◆ DIRECTIONS:
Can you reproduce all of the following records word for word?

◆ MATERIAL PROVIDED:
▽

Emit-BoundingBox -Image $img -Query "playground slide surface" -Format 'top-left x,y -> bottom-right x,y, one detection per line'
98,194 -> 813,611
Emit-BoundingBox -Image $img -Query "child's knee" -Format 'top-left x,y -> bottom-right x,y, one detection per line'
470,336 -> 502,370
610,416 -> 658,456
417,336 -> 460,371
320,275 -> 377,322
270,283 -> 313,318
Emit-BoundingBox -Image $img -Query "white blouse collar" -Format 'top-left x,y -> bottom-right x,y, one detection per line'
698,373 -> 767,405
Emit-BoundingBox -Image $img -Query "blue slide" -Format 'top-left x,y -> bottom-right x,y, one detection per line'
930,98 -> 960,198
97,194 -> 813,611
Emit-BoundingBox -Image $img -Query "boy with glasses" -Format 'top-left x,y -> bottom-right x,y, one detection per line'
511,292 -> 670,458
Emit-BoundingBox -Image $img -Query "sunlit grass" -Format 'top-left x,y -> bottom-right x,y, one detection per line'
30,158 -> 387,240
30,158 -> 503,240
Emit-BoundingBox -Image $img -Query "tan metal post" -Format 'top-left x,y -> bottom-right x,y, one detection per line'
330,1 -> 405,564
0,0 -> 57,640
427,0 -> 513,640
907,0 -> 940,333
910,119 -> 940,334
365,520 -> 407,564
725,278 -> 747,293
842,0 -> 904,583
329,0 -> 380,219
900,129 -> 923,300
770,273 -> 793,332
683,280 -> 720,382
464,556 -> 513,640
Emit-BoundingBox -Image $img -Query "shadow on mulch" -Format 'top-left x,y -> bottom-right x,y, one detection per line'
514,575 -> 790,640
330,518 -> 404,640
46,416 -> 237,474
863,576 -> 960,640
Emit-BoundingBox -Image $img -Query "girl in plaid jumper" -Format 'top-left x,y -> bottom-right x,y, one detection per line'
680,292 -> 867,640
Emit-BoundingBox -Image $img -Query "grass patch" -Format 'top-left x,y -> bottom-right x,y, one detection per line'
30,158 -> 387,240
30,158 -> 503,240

△

◆ PROBLEM SOLUTION:
Emit-BoundingBox -Image $img -Query "playground slide surface" -Format 'top-left x,y -> bottom-right x,y, one detection per line'
98,194 -> 813,611
Emit-BoundingBox -Image $img -Query "child's knee" -Format 'top-left x,y -> bottom-right x,y, one detection per line'
470,336 -> 502,370
610,416 -> 658,456
417,336 -> 460,371
320,275 -> 377,322
270,283 -> 313,318
Emit-BoundingBox -Image $img -Query "white blouse collar" -Format 'top-left x,y -> bottom-right x,y, one detection per line'
698,373 -> 767,405
Emit-BoundingBox -Image $img -Query "blue slide" -Format 'top-left x,y -> bottom-right x,y, one detection per line'
930,98 -> 960,198
97,194 -> 813,611
Emit-BoundingBox -Image $img -Query "boy with glasses" -Format 'top-left x,y -> bottom-right x,y, one detection per line'
511,292 -> 670,458
Emit-BoundingBox -Image $img -Query "sunlit grass" -Format 'top-left x,y -> bottom-right x,y, one detection per line'
30,158 -> 387,240
30,158 -> 503,240
Emit-BoundingBox -Image $img -Query "tan metal post" -Format 'top-left x,y -> bottom-right x,y, one detection per line'
330,1 -> 405,564
0,0 -> 57,640
427,0 -> 513,640
907,0 -> 940,333
910,119 -> 940,334
365,520 -> 407,564
725,278 -> 747,293
842,0 -> 904,583
329,0 -> 380,219
900,129 -> 923,300
770,273 -> 793,332
683,280 -> 720,382
464,556 -> 513,640
Emit-BoundingBox -Image $img -Query "shadow on mulch" -Format 'top-left x,y -> bottom-right x,y, one detection per line'
514,575 -> 790,640
330,518 -> 404,640
46,416 -> 237,474
863,576 -> 960,640
Emit-BoundingBox -Image $img -Query "girl in plaid jumper" -Format 'top-left x,y -> bottom-right x,y, one detection per line'
680,292 -> 867,640
Emit-BoundingBox -Image $img -Query "grass patch" -Format 'top-left x,y -> bottom-right x,y, one detection per line'
30,158 -> 387,240
30,158 -> 503,240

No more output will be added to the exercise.